:: Page extract ::

# VRT SRI-build thread: show your homebuild sri's



## pimS (Jan 7, 2009)

I decided to try and build my own, i'd like to see some more homebuild SRI's.


Now first of all, i don't know if mine is gonna work properly, but im gonna try it.
I build in some runner compensation, because i figured some is better then none.
Constructive comments are verry much welcome!!


This is what i'm running atm.:










Runners are almost none existent...Yeah my car runs and makes a bucket load of power, but my intake is also far from ideal.


This is what i build so far:

Fitting stacks:









Stacks:









+ Tagged into place:









Cut a 4inch pipe:









Angle grinder time, cut the pipe open:









tagging it :

















Weld it:

























Other side:

















Stacks in the plenum(can still fit my hand in between the longer stacks and the plenum):









Endplate + brushed:


















This is my first try, cost me about $50 on material, so it's worth the try.

:::

> Given task 1
In the homebuilt SRI thread, why did the poster build runner compensation into the intake? Answer in one to three sentences.
> Given task 2
Rewrite the paragraph of the homebuilt SRI thread that begins "Now first of all" as a short list, keeping its main facts.
> Given task 3
Write the next part of the homebuilt SRI thread, picking up after its final sentence.
The records that come after this thread are unrelated to it.

:: Rows ::

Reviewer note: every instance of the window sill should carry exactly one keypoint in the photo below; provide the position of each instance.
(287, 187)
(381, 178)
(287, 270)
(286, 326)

:::

> Written reply 1
The poster built in some runner compensation because they figured that some compensation is better than none.

> Written reply 2
- The poster does not know whether the intake will work properly but intends to try it.
- Some runner compensation has been built in, on the view that some is better than none.
- Constructive comments are very welcome.

> Written reply 3
I'm having my doubts if it's gonna work with the stacks inside the plenum, but... it's kinda the same as what you see on a ITB-setup with airbox.

I'm planning on making a dyno run with my old sri and my own, + keeping a close eye on my plugs + afr's.

Share your thoughts!


----------



## maxcharger (May 29, 2009)

i like this alot where did you get the v stacks from and what size im building a n/a mani so im probally gana use a bigger plenam but this looks good


----------



## 1098lover (May 16, 2009)

my home built one with home build flange


----------



## vr-vagman (May 15, 2010)

@pimS: 

May be I'm wrong but don't you think that you put the longer stacks on wrong bank(1, 3 , 5) of cylinders?


----------



## joerg_ (Jul 20, 2010)

pimS said:


> I decided to try and build my own, i'd like to see some more homebuild SRI's.
> 
> 
> Now first of all, i don't know if mine is gonna work properly, but im gonna try it.
> ...


looks really clean and well made have you tested it yet? do you think the velocity stacks are not hindering the flow a little? looks awsome though man


----------



## V-dubbulyuh (Nov 13, 2005)

Nicely done. Hope the dyno shows an improvement over your current setup. :thumbup:


----------



## huichox4 (Nov 8, 2004)

cool looking mani :thumbup::thumbup:

post results


----------



## vr-vagman (May 15, 2010)

Guys,
can't believe you don't see the fault here. First cyl stack has to be short, second cyl - long!!?? Man, that's awfully wrong build but nice indeed. Better run the SRI from the first photo.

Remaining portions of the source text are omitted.